··· Reading passage

Acting Labor Secretary Julie Su claimed multiple times Wednesday that she could not recall how she voted on California’s Proposition 22, the ballot initiate that rolled back the main provisions of the state’s controversial anti-gig economy law, AB5. Prop 22 was championed by rideshare companies like Lyft and Uber, the primary targets of AB5.
“How did I vote on Prop 22? I don’t remember how I voted on that,” Su told the House Education and the Workforce Committee. Representative Kevin Kiley, a California Republican, gave Su two subsequent opportunities to clarify her stance and each time she refused.
Su appeared baffled when asked about her vote on the proposition during Wednesday’s hearing. She grew defensive on the subject when Kiley asked about it again in subsequent rounds of questioning. “We have secret ballot votes in this country,” she declared.
It was a remarkable stance for Su, who was secretary of California Labor and Workforce Development Agency from 2019-2021 and a major champion of AB5. She was in the office when Proposition 22 passed. Biden tapped Su to replaced departed labor Secretary Marty Walsh.

······
··· Source material

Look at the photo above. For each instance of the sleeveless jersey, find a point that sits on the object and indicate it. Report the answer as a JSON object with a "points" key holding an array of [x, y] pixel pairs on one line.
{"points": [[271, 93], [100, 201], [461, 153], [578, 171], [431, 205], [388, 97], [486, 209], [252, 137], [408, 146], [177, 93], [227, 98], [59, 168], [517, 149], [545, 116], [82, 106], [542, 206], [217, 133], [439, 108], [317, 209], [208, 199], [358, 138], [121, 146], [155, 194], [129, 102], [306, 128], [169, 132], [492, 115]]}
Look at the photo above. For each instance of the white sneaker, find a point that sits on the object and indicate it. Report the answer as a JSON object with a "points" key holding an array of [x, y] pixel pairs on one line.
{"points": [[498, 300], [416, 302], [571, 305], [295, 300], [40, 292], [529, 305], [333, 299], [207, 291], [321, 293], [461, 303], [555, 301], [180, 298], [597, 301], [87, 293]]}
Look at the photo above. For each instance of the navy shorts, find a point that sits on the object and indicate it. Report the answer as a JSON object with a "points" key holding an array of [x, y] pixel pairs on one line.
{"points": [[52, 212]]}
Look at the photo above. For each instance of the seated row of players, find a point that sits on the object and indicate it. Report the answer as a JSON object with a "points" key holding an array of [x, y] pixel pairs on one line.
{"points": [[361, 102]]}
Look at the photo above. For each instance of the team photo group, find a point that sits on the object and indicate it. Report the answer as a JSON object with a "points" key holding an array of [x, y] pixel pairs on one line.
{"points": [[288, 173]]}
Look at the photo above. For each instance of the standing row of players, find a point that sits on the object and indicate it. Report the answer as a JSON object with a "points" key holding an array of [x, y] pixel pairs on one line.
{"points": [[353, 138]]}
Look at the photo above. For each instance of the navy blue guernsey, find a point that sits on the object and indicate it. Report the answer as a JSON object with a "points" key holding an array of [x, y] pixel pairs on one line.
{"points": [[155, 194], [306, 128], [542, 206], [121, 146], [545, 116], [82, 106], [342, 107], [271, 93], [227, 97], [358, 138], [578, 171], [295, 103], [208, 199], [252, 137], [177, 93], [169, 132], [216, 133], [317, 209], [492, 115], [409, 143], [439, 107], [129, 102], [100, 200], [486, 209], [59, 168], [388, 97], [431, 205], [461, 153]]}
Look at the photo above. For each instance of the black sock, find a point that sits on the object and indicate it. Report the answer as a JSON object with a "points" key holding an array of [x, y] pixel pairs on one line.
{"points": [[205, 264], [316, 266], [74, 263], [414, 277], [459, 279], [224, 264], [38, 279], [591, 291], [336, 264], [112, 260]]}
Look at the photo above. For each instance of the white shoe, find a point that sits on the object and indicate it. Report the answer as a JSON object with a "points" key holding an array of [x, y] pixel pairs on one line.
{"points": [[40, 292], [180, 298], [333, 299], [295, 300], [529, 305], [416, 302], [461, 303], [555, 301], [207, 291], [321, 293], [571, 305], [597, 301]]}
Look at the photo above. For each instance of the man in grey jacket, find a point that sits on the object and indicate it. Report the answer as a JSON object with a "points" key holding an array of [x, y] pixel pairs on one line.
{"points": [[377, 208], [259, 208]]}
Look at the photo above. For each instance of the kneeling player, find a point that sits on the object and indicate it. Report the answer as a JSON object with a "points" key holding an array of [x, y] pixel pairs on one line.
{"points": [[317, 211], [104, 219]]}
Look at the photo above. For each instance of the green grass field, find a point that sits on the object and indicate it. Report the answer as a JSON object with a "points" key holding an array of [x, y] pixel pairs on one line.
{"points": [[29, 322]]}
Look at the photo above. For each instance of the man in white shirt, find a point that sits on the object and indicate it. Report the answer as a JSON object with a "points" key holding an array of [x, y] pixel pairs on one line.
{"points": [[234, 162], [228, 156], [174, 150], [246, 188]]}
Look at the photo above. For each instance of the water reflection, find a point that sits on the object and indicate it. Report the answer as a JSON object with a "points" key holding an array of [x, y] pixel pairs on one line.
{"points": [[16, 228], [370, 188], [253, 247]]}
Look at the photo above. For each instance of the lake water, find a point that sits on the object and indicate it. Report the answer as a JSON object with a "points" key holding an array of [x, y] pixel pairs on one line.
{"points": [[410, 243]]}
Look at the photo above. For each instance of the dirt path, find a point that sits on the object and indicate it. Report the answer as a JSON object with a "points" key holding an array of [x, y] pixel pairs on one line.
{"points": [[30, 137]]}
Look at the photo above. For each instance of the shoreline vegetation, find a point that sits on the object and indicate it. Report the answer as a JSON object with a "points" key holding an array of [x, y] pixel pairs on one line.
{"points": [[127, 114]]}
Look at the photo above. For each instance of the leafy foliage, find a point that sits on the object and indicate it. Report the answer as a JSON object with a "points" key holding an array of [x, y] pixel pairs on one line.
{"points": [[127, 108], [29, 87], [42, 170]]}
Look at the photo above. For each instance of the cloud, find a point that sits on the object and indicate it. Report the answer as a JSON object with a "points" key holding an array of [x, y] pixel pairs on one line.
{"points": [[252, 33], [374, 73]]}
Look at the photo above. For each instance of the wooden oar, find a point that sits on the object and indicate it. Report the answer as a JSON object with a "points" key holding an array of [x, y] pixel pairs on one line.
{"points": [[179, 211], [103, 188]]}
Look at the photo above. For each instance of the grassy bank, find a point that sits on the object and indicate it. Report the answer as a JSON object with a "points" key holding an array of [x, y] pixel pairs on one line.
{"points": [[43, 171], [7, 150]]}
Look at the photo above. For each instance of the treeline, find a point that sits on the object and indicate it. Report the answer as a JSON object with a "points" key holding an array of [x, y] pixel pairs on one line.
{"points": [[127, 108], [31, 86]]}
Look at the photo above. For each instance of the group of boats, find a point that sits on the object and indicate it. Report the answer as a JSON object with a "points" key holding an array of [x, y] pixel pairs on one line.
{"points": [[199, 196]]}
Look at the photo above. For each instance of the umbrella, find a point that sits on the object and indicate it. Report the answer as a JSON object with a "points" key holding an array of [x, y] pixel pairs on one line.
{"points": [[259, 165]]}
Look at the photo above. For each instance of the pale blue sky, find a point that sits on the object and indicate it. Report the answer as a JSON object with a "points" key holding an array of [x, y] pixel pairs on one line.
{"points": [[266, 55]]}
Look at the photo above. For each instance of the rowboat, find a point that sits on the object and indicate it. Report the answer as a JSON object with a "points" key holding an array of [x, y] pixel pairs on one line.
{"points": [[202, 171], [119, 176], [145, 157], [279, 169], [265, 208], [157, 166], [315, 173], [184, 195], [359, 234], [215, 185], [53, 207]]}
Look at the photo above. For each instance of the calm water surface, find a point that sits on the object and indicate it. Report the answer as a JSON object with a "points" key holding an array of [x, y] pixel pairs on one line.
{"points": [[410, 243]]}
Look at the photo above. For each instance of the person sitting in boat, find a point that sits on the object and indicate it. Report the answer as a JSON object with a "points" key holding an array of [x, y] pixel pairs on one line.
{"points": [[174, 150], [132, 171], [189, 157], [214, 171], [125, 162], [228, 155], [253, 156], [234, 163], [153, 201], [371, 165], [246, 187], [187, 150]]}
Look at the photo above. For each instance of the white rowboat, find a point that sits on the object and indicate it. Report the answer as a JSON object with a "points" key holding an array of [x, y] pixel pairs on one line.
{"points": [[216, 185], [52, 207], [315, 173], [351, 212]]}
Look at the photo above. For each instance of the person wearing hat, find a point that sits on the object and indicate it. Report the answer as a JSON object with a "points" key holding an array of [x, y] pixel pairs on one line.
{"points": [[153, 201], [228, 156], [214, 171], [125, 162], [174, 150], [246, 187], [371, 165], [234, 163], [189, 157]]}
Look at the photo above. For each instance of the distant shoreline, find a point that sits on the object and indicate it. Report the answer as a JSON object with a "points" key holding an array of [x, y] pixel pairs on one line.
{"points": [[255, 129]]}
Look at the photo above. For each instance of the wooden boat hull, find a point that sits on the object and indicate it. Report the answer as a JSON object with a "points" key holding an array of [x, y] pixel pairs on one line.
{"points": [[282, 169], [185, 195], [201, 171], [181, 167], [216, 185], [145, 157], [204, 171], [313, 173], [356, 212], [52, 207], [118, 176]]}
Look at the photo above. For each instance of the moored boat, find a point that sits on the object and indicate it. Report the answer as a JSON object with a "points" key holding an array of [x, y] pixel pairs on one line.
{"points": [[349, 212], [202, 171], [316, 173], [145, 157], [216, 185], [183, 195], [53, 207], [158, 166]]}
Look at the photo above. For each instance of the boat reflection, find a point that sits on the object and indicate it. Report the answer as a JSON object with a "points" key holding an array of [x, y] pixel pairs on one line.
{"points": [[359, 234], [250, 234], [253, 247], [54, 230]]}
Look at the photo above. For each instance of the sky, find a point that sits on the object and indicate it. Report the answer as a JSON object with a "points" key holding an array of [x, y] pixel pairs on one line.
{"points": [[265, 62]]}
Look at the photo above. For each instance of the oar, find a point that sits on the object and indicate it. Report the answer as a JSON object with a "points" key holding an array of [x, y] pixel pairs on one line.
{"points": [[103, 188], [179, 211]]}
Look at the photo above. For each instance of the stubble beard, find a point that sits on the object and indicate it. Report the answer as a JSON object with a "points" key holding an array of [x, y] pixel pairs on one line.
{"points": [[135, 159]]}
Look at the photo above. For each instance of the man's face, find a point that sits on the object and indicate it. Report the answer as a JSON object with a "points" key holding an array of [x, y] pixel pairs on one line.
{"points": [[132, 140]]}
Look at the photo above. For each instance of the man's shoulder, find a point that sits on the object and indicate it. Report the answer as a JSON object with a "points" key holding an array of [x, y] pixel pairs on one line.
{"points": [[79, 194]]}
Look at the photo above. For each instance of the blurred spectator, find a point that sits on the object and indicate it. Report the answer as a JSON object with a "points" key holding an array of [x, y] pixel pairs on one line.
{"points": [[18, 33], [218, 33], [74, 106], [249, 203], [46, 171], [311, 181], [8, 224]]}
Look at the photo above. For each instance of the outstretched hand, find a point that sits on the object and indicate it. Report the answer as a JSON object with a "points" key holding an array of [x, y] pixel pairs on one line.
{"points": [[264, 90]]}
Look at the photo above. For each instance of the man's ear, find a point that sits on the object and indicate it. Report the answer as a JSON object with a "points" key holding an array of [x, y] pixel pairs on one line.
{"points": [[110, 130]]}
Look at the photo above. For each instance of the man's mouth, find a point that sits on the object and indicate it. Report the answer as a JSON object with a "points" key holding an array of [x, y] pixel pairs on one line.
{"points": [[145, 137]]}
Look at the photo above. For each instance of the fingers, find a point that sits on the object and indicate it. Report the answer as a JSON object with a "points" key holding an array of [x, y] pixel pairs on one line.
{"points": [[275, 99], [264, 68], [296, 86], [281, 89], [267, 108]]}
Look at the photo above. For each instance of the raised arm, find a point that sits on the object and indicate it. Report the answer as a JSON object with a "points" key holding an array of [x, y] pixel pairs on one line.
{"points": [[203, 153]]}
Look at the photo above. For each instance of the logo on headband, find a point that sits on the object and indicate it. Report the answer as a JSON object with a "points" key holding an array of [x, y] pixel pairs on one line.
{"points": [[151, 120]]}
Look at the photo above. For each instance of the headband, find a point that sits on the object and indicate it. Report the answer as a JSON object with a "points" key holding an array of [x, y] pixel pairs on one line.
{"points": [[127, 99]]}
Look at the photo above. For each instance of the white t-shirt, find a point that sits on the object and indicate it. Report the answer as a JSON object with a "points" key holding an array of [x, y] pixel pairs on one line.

······

### Work order 1
In the article on Julie Su's testimony, translate the following sentence into Spanish: "Prop 22 was championed by rideshare companies like Lyft and Uber, the primary targets of AB5."
### Work order 2
Answer the following questions using the article on Julie Su's testimony.
(a) Before which committee did Su testify?
(b) Which agency did Su lead as secretary from 2019 to 2021?
(c) Whom was Su chosen to replace?
### Work order 3
Pick up the article on Julie Su's testimony after its final sentence, and continue it in the same formal news style.

### Task answer 1
La Prop 22 fue impulsada por empresas de viajes compartidos como Lyft y Uber, los principales blancos de la AB5.

### Task answer 2
(a) The House Education and the Workforce Committee.
(b) The California Labor and Workforce Development Agency.
(c) Marty Walsh, the departed labor secretary.

### Task answer 3
The nomination is controversial largely because of Su’s record. California’s unemployment rate was 7.4% at the time left Su left state office, well above the national rate of 5.6%. An internal study found that under her stewardship the agency had awarded upwards of $33 billion in fraudulent unemployment claims during the COVID pandemic. “There is no sugarcoating the reality,” Su publicly conceded. “California did not have enough security measures in place.”
AB5 was a major issue during her tenure in California. The law effectively prohibited most companies from hiring workers as contractors, rather than as traditional full-time employees. AB5’s fans such as Su argued this was necessary to prevent workers such as rideshare drivers from being exploited. Su tweeted in 2019 that AB5 was “about preserving labor standards that are key to quality jobs in California.”
Su’s then-boss , Governor Gavin Newsom said after AB5’s passage that the law was needed to address “worker misclassification” and that state of California was “advancing the cause in righting those wrongs and continuing to transition in the implementation of AB5.”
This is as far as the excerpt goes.